Provided entries
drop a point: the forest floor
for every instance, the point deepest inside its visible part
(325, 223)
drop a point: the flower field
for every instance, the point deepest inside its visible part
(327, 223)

What to do
Please rewrite every line of the listing above, requests included, and scale each coordinate in the answers by 1.1, rounding to whole numbers with halves rounded up.

Answer to this exercise
drop a point: the forest floor
for every instance, the point deepest inside its visible part
(358, 245)
drop a point: the flower field
for every instance, the point deepest inside its visible part
(360, 245)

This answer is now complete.